Document excerpt:
══════════

458 lines
19 KiB
Markdown
458 lines
19 KiB
Markdown
---
|
|
title: In-Tree Hints for DNS Resiliency
|
|
abbrev: in-tree-hints
|
|
docname: draft-kolkman-in-tree-hints
|
|
category: info
|
|
|
|
ipr: trust200902
|
|
area: ops
|
|
workgroup: dnsop
|
|
keyword: Internet-Draft
|
|
stand_alone: yes
|
|
pi:
|
|
RFCedstyle: yes
|
|
toc: yes
|
|
tocindent: yes
|
|
sortrefs: yes
|
|
symrefs: yes
|
|
strict: yes
|
|
comments: yes
|
|
inline: yes
|
|
text-list-symbols: -o*+
|
|
|
|
author:
|
|
ins: O. Kolkman
|
|
name: Olaf Kolkman
|
|
email: kolkman@isoc.org
|
|
|
|
normative:
|
|
RFC2119:
|
|
RFC3339:
|
|
RFC5011:
|
|
RFC7344:
|
|
|
|
|
|
informative:
|
|
RFC9499:
|
|
RFC8767:
|
|
E-Gov-Resilience:
|
|
title: "Assessing e-Government DNS Resilience"
|
|
date: 2022
|
|
author:
|
|
- ins: Sommese et al.
|
|
seriesinfo:
|
|
"IEEE": Proceedings of the 2022 International Conference on Network and Service Management (CNSM 2022)
|
|
|
|
|
|
--- abstract
|
|
|
|
We present a methodology by which networks that rely very strongly on
|
|
specific domain names can become more resilience to failures in the parent domain.
|
|
|
|
The approach presented uses a hints-file-like mechanism in recursive
|
|
nameservers in addition to having the authoritative servers follow a
|
|
few operational practices.
|
|
|
|
The suggested method can be seen as a means for increasing digital
|
|
sovereignty. We describe the approach, the necessary operational
|
|
practices, and the dilemmas this approach introduces.
|
|
|
|
--- middle
|
|
|
|
Introduction
|
|
============
|
|
-------
|
|
|
|
The Domain Name System (DNS) is a remarkably stable and resilient
|
|
system. However, in many environments people are looking on how they
|
|
can remain in control over the continuity of digital services in their
|
|
own environments and reduce external dependencies. One those
|
|
dependencies is the DNS, on which we focus in this document.

══════════

Data entries:
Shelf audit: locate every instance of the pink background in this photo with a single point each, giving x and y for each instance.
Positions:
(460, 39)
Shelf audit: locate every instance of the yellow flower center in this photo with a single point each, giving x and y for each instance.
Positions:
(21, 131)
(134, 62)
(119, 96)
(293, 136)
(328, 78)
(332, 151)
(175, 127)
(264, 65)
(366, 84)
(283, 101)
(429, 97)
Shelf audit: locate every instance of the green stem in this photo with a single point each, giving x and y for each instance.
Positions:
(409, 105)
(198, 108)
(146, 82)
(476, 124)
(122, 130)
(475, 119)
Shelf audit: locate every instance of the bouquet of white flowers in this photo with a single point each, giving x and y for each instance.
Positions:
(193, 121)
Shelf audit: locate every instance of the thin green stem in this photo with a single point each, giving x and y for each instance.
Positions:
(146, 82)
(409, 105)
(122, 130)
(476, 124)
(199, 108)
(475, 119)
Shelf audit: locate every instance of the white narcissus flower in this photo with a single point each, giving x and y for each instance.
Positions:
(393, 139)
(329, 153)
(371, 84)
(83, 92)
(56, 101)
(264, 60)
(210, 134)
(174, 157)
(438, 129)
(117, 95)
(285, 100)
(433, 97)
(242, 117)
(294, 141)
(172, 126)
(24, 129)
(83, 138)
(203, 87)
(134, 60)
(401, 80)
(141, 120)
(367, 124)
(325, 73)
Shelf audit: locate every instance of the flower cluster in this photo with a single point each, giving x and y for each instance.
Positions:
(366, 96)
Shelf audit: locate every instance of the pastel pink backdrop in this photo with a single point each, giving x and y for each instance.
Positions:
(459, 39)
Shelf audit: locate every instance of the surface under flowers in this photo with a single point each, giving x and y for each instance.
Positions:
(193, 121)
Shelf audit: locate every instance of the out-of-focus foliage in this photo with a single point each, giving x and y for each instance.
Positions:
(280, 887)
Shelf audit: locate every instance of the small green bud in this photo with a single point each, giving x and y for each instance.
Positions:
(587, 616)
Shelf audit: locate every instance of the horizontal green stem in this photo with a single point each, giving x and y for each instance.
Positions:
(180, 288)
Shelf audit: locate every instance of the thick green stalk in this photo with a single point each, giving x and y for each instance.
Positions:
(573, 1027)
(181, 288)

══════════

Exercise task:
Answer these questions about the in-tree hints draft:
(a) What email address is given for the author?
(b) According to the abstract, what kind of mechanism does the approach use in recursive nameservers?
(c) Which system does the introduction call "remarkably stable and resilient"?
The entries come from a different source than the in-tree hints draft.

Result:
(a) kolkman@isoc.org
(b) A hints-file-like mechanism
(c) The Domain Name System (DNS)